> [Tarefas]
a – No texto sobre a reclamação, como se pode considerar o ato de falar sobre a reclamação?
b – Prossiga o texto sobre a reclamação a partir da última frase dele.
=== Trecho selecionado ===
A reclamação é, inquestionavelmente (embora também lamentavelmente), uma das formas pelas quais nos relacionamos. Entretanto, essa é uma de nossas formas mais estranhas de relacionamento, pois, em certas esferas, as convenções justificam-na e até impõem-na, em outras, tornam-na tabu, mas a reclamação está estruturada de tal forma que uma resposta nem sempre é desejada e, na maioria das vezes, parece impossível.

Talvez a irritação decorrente da reclamação possa ser melhor vista no fato de que temos inúmeras versões e registros de reclamação, mas raramente falamos sobre reclamar. Talvez essa hesitação diante desse fenômeno cotidiano, porém extremo, possa ser explicada, pelo menos em parte, pelo fato de que todo discurso analítico sobre a reclamação causa facilmente a impressão de ser uma continuação (disfarçada) da reclamação.

Isso se dá porque não há absolutamente nada cuja perfeição não possa ser posta em dúvida, nada cuja dubiedade não possa ser objeto de reclamação. Mas, se não há nada que não possa também ser objeto de uma reclamação, isso significa que nada pode oferecer uma base sólida para um sistema comunicativo, um fundamento firme para a compreensão mútua, um vínculo universal entre os falantes, exceto a própria reclamação. Se a reclamação é sempre e em toda parte possível e se pode se referir a qualquer coisa, então tudo pode ser arruinado pela reclamação de alguma maneira vaga e pouco definível.

A reclamação é aquela linguagem que não permite que qualquer significado, importância, valor, interesse, crença ou qualquer uma de suas consequências esteja fundamentada sobre si mesma. Em toda parte, aponta para deficiências e lacunas em enunciados, relacionamentos e atitudes, para danos, erros, agravos e transgressões, e ataca-os por serem causas de inadequação, infortúnio ou sofrimento. Todavia, não atua apenas como reclamante, mas também como testemunha da acusação, falando perante um tribunal que não pode estar a salvo de sua reclamação e testemunho. Lamenta-se e atesta-se por meio da reclamação sempre aquilo que não funciona, não está à disposição, não está lá: o objeto da reclamação, portanto, sempre é uma perda ou falta, uma ausência, um distanciamento ou um declínio. O objeto da reclamação é uma ruína e, com a reclamação que a apresenta, a ruína entra na linguagem e consequentemente em todo o mundo da experiência e do pensamento, em todas as relações sociais ou societárias, no falar e no viver juntos. A linguagem da reclamação é a linguagem de uma destruição que, em princípio, é ilimitada. Portanto, pode-se considerar falar sobre a reclamação como o surgimento da pulsão de morte na linguagem. Para a reclamação, tudo é vazio, indiferente, acabado.
=== Linhas de dados ===
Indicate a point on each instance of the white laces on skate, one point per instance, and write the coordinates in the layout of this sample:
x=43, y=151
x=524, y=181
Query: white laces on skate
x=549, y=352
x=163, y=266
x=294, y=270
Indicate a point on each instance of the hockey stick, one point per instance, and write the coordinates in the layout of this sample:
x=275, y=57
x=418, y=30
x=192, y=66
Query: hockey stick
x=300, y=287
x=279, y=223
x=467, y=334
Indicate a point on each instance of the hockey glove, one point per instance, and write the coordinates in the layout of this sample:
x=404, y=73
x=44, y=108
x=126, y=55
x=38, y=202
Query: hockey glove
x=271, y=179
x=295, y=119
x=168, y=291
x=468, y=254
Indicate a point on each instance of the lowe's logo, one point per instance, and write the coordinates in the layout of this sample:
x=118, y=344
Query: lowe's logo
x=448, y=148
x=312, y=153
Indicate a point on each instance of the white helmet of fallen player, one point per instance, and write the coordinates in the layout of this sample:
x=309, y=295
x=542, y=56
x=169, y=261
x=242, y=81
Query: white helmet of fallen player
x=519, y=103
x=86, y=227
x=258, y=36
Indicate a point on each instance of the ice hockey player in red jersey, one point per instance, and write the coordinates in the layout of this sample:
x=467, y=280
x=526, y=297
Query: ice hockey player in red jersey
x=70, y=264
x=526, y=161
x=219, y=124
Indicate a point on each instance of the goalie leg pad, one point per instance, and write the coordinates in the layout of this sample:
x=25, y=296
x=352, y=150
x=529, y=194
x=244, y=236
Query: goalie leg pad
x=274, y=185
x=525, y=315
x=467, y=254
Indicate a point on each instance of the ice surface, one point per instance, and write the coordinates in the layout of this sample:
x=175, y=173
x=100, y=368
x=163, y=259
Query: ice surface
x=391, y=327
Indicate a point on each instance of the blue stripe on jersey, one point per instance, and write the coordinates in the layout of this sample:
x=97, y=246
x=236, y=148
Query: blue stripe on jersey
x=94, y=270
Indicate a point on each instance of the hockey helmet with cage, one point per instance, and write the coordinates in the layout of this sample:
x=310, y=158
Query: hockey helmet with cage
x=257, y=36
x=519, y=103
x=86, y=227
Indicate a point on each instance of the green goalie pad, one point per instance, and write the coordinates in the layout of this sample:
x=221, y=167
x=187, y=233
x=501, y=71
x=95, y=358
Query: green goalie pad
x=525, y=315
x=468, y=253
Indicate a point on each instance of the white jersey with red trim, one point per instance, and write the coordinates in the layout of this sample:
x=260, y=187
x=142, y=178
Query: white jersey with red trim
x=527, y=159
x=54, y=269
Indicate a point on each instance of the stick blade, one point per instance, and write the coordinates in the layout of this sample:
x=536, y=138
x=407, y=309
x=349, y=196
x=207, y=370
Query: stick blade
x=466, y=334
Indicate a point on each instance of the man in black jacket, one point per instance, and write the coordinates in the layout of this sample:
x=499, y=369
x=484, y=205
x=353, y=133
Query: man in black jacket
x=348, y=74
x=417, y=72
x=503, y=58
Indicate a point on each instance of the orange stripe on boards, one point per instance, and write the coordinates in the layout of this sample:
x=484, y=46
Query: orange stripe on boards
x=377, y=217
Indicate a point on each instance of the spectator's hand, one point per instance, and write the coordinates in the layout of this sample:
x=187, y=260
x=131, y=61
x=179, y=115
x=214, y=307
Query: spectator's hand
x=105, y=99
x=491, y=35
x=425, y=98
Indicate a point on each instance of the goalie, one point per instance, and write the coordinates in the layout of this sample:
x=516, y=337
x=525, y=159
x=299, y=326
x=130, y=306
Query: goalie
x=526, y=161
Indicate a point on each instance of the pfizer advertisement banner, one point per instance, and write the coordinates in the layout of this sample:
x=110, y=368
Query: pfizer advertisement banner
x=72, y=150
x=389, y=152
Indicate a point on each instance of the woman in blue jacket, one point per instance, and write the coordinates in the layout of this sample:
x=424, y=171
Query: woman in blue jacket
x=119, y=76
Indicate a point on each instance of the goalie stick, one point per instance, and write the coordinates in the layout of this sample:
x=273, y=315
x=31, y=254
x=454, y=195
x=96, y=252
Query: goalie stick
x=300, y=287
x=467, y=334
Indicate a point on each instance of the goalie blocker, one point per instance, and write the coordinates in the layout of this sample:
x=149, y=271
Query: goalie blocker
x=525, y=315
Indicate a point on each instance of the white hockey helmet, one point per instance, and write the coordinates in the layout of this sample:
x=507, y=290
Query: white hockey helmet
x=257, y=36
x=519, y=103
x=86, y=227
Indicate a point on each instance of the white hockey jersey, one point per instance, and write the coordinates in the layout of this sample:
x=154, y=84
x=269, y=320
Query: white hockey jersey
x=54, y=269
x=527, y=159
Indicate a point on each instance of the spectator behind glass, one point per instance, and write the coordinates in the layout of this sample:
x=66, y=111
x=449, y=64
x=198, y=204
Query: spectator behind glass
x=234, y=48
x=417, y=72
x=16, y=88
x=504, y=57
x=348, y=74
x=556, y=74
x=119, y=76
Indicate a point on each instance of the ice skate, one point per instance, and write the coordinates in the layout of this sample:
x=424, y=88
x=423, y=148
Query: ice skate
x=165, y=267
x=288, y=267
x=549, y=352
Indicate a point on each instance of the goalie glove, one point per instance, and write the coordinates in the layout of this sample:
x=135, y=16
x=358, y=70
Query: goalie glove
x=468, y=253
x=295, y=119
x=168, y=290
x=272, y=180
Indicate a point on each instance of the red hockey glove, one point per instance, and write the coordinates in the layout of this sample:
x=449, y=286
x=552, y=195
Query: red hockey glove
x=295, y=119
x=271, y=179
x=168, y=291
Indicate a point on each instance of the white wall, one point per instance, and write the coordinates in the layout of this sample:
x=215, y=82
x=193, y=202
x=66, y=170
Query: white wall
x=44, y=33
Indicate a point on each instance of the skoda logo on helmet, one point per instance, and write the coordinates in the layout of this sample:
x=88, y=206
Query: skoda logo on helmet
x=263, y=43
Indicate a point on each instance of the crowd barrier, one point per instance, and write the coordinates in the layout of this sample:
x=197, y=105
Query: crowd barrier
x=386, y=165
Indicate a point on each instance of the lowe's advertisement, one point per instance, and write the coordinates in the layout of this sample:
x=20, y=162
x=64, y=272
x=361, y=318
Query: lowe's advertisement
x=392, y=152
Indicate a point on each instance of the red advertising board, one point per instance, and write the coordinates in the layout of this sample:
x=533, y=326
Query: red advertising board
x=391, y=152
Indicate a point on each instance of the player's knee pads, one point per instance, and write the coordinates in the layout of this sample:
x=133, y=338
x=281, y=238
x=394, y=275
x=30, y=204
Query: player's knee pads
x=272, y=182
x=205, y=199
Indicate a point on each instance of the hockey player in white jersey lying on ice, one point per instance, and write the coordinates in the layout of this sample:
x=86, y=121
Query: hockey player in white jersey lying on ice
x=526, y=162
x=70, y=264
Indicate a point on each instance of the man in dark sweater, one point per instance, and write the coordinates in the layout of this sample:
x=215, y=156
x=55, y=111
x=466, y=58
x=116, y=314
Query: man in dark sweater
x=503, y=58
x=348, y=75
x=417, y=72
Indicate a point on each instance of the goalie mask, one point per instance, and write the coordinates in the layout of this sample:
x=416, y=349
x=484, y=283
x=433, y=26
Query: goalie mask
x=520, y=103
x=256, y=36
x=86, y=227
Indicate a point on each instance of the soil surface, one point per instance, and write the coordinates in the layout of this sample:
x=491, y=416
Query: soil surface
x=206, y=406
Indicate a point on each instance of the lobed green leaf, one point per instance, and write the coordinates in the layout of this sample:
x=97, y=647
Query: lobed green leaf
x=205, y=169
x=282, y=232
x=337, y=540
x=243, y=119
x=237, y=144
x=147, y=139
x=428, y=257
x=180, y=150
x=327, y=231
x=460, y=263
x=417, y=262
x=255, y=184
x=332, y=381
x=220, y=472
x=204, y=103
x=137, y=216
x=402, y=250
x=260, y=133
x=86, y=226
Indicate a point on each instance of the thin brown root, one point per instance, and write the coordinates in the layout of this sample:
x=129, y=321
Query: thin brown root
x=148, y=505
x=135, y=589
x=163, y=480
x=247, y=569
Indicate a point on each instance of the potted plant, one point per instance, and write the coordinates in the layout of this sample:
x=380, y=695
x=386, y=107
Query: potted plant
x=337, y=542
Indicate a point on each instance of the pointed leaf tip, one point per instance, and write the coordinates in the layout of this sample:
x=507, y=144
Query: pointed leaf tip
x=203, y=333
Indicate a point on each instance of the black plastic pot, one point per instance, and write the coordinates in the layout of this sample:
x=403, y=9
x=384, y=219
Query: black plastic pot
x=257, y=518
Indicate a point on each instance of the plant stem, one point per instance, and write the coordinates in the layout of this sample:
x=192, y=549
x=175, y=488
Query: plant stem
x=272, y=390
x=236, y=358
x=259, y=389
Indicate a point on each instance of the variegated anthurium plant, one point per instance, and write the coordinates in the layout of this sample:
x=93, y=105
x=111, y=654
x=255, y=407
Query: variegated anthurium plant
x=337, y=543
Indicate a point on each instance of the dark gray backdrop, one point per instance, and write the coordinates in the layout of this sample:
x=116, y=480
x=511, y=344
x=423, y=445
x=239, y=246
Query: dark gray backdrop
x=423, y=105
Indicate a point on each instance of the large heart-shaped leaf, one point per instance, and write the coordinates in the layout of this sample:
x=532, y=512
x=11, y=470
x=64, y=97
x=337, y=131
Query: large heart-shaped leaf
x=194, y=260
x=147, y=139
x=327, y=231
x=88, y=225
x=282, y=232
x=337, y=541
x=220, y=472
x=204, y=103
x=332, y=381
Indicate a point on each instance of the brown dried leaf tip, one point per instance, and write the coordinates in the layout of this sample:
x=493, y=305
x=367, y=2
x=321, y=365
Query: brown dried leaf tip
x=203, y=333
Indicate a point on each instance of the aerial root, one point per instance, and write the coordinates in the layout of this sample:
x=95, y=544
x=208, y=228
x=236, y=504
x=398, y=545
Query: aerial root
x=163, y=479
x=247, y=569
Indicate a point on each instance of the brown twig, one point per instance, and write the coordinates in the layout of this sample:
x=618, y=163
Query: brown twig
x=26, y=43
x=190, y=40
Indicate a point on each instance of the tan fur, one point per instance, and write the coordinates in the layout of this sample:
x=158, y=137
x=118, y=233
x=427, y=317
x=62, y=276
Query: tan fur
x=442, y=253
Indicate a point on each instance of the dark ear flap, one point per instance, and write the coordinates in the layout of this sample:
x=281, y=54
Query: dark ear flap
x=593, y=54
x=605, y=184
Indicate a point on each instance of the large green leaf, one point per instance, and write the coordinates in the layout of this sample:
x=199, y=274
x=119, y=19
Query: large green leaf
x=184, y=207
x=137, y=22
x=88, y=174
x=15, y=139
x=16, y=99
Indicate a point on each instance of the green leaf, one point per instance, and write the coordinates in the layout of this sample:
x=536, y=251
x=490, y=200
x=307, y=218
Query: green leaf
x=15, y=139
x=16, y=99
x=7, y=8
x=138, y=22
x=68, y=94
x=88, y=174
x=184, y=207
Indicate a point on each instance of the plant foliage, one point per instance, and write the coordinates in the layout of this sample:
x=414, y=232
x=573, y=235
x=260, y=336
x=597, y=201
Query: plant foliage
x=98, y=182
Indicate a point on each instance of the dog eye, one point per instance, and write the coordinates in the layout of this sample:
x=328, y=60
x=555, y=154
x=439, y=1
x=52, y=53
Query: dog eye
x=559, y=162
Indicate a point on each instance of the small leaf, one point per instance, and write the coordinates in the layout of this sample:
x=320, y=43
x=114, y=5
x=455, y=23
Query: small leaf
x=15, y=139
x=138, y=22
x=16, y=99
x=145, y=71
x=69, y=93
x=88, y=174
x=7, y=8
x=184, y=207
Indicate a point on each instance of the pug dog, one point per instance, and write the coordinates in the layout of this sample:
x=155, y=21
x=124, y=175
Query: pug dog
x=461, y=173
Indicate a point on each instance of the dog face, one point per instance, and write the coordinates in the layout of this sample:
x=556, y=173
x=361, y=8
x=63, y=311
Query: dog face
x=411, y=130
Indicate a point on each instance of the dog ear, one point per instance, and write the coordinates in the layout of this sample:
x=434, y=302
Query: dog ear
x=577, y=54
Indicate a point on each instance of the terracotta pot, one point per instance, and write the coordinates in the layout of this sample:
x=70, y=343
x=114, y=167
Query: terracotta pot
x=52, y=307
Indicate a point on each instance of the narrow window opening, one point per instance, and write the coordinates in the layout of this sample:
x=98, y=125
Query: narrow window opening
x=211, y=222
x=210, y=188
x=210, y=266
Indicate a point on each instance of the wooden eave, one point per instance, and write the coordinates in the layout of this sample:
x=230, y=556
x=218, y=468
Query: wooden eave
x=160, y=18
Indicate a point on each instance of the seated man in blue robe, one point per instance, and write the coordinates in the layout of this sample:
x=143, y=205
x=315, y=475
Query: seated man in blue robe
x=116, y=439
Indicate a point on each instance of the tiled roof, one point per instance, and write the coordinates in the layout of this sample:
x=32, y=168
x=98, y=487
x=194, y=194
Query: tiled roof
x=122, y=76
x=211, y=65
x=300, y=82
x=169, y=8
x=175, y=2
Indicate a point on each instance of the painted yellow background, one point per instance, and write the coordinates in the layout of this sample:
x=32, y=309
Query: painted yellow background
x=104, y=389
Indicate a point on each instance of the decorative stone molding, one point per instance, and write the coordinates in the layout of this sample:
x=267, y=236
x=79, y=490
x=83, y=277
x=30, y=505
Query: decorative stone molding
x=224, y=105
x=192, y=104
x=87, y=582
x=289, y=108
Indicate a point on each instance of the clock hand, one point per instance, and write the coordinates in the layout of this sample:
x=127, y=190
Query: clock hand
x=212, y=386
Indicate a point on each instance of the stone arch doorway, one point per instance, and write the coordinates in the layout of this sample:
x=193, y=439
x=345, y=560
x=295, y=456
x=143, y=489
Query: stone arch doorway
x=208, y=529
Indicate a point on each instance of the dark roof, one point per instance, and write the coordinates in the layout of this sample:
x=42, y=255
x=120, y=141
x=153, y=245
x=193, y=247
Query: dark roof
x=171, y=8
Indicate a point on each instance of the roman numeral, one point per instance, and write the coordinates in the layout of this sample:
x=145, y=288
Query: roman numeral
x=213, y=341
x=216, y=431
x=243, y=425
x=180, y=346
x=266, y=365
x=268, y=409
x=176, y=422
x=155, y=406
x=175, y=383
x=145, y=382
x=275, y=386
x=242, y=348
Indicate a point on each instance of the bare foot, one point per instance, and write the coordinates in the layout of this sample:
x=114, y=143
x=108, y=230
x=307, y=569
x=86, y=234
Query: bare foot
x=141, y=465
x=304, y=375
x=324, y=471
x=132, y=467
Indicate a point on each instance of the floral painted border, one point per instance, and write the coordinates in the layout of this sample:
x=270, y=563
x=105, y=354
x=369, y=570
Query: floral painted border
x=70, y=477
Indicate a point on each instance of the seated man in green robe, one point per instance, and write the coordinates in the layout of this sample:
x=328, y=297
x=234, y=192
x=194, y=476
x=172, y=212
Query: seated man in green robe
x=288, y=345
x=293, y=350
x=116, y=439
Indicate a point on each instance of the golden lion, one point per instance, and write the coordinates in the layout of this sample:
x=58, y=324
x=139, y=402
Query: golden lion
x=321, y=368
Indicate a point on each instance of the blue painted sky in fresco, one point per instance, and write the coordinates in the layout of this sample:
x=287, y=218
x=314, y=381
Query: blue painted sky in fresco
===
> [Respostas]
a – Como o surgimento da pulsão de morte na linguagem.

b –
Portanto, na reclamação, estamos expostos a um fenômeno que é tão universal quanto estranho, quer queiramos ou simplesmente percebamos — ou não percebamos — claramente: ao fenômeno de uma linguagem que só pode lamentar a si mesma e sua perda, a si como sua perda. “Estou sem palavras” ou “estou emudecido”: essas frases lamentadoras implicam que não expressam nada além da impotência da linguagem; portanto, implicam que não dizem nada e que a única linguagem à qual podem (em)prestar queixa é a de uma fórmula que se consolida em uma expressão contraditória. A linguagem da reclamação não corresponde mais a um estado de coisas ruim ou a uma incongruência do que à capacidade de compreensão daquele a quem se dirige. É sempre também a queixa de que não há um destinatário adequado. A reclamação é, por isso, mais ou menos claramente também a reclamação de que não pode ser ouvida e que se torna uma reclamação, em primeiro lugar, ao ser ouvida. Junto com sua natureza de reclamação, a reclamação contesta, simultaneamente, sua linguisticidade.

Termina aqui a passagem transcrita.